Requirements
Reproduce every one of the entries below verbatim, omitting the pictures.

Stored data
*****
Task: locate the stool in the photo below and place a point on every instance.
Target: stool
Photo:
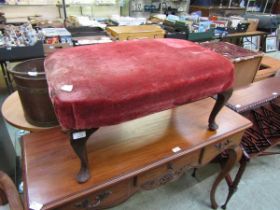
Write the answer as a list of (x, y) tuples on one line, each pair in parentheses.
[(101, 85)]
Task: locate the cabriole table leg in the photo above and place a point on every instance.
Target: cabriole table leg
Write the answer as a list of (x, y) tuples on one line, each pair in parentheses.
[(233, 186), (78, 140), (222, 98), (234, 154)]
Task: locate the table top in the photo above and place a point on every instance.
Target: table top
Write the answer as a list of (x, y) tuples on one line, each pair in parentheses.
[(120, 151), (12, 112), (135, 29)]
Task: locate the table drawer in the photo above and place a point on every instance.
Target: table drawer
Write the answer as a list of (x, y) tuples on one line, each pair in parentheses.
[(105, 198), (167, 172), (211, 151)]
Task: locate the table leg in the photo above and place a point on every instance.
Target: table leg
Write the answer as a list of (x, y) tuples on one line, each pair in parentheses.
[(220, 102), (7, 77), (234, 154), (234, 184), (78, 140)]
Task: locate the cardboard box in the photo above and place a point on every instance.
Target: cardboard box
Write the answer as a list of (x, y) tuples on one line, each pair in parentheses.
[(253, 25), (135, 32)]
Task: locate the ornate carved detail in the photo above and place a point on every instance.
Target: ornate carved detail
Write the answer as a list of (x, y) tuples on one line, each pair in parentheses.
[(222, 145), (169, 176), (88, 204)]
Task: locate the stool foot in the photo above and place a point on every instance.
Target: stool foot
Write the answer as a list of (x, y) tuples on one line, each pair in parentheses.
[(220, 102)]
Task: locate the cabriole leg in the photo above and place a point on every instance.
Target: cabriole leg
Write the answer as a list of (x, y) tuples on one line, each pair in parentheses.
[(78, 140), (222, 98), (234, 154)]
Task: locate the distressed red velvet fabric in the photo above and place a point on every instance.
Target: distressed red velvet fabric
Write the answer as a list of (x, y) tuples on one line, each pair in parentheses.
[(121, 81)]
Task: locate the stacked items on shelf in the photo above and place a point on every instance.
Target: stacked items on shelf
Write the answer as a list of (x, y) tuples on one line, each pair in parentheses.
[(86, 30), (56, 36), (189, 27), (19, 36), (196, 28), (20, 42), (128, 21)]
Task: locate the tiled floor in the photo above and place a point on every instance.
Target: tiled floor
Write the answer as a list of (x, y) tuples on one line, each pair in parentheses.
[(258, 190)]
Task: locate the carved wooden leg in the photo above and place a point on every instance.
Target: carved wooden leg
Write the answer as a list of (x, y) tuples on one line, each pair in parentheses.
[(222, 98), (233, 186), (78, 140), (234, 155)]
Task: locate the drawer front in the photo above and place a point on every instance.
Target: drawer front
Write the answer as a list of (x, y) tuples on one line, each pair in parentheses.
[(211, 151), (101, 199), (167, 172)]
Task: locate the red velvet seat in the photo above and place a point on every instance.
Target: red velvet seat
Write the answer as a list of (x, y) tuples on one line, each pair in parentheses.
[(120, 81)]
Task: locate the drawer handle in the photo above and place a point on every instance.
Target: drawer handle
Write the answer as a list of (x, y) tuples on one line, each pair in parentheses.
[(222, 145), (87, 204)]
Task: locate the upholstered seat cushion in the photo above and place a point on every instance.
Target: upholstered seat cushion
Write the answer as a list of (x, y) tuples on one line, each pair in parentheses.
[(120, 81)]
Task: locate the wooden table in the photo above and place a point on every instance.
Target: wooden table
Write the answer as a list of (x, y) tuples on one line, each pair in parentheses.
[(12, 112), (252, 101), (136, 155)]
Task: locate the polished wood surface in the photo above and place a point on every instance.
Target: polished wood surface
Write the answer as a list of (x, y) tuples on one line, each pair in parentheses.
[(244, 34), (12, 112), (269, 67), (255, 94), (135, 32), (118, 154), (8, 189)]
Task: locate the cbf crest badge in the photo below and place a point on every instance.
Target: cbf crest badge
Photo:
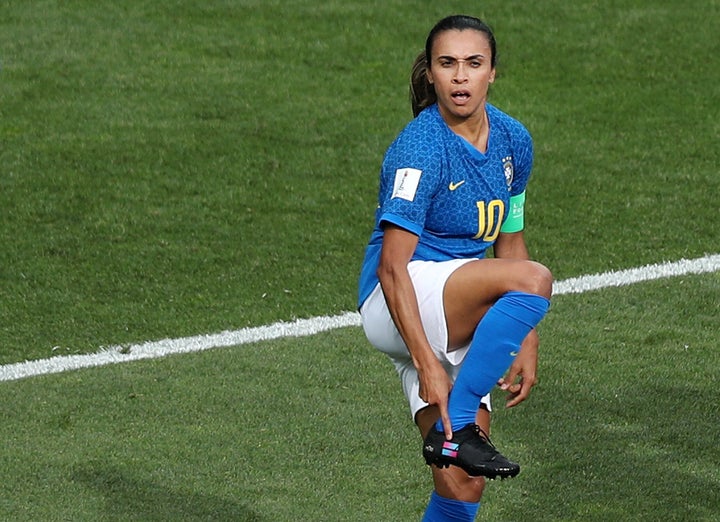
*****
Exercise output
Task: locate the stool in the photo below and place a point on every instance.
Target: stool
Photo:
Write the answer as a list of (x, y) tuples on one line, each pair in parentheses.
[(101, 85)]
Task: locate the cabriole table leg in the photo above and place a point on every instance.
Target: cabriole table leg
Write the answer as a list of (x, y) tuples on one line, each pair in parentheses.
[(233, 186), (78, 140), (222, 98), (234, 154)]
Task: locate the table top in the photo above and place a point on every instance.
Target: table top
Write the answer as a list of (x, y) tuples on one line, each pair in parentheses.
[(120, 151), (12, 112), (135, 29)]
Task: locate the table drawer in the photo above and place a point on every instance.
Target: table drawer
Write the answer as a list of (x, y) tuples on one line, each pair in parentheses.
[(105, 198), (167, 172), (211, 151)]
Task: locate the table leg in the photo above and place a point on every instance.
Target: table leg
Write the answer as a list of (x, y) tuples on one line, each pair in parentheses.
[(220, 102), (7, 77), (234, 154), (234, 184), (78, 140)]
Task: locate the cardboard box in the photo above and place a point on every instance.
Target: cardboard box
Write the answer as a list of (x, y) tuples on one line, each pair in parentheses.
[(253, 25), (135, 32)]
Task: locate the ornate carved detail in the photo above and place a point on every instance.
Target: ornate carved detail
Write the answer as a list of (x, y) tuples on one line, each pair in parentheses.
[(222, 145), (169, 176), (88, 204)]
Task: locate the stool foot in the photo above and place a point on every instance.
Target: stool foot
Write the answer as a list of (x, y) tuples on one line, each pair in parentheses.
[(220, 102)]
Task: locate the cabriole leg in the photo above and place a point on every instance.
Target: cabriole leg
Write the answer as a list of (x, y) tuples on one line, each pair in parentheses.
[(78, 140), (222, 98), (234, 154)]
Task: locate the distressed red velvet fabric in the photo above and place a point on every instance.
Target: distressed red velvet fabric
Write the answer as a list of (x, y) tuples on one line, each pair in parentheses.
[(121, 81)]
Task: locate the stacked items on shelf in the photo above and place a point on every instance.
Target: stacked items on shelf
Write the answer as a list of (x, y) tuples on one line, each pair in parentheses.
[(86, 30), (56, 36), (189, 27), (19, 36), (196, 28), (20, 42), (128, 21)]
Task: locate the tiled floor in the photo above and place a point on every instance.
Target: tiled floor
Write the answer as a list of (x, y) tuples on one line, each pair in parentheses.
[(258, 190)]
Task: locate the carved wooden leg in the photo above and place a point on every instance.
Target: carved wooden leg
Write the answer as a list of (x, y) tuples on one line, each pair in parentheses.
[(222, 98), (233, 186), (78, 140), (234, 155)]
Task: locate the drawer front in the photo above and place a point on every instance.
Target: drawer front
Write the answer as a list of (x, y) tuples on one line, each pair in parentheses.
[(211, 151), (101, 199), (167, 172)]
Task: locate the red velvet seat in the photo above and place a point on every instance.
Target: red velvet seat
Write the answer as a list of (x, y) tuples on one line, each pair in parentheses.
[(120, 81)]
Task: locate the drawer handle in the photo above and place a point on every instance.
Target: drawer handle
Write the answer as a list of (x, y) tuples on one line, each pair in parentheses.
[(222, 145), (87, 204)]
Task: locate the upholstered seat cushion in the photo above and place a point on every instance.
Target: upholstered seat cushion
Write the answer as a list of (x, y) tuples on one line, each pair in parentheses.
[(120, 81)]
Task: locate the wooden table in the photo above and place a point on every instance.
Target: wooden table
Write the answer as a list of (x, y) tuples on one line, each pair in parentheses.
[(12, 112), (252, 101), (136, 155)]
Task: locate the polished wood surface in the photo above and place a point on every instance.
Target: polished wood surface
Write the answer as a list of (x, y) tuples on one line, each pair in parentheses.
[(244, 34), (12, 112), (269, 67), (255, 94), (135, 32), (118, 154), (8, 189)]
Task: locate the cbf crest badge in the photo below and place a point on every instance.
Target: cbf crest badge
Photo:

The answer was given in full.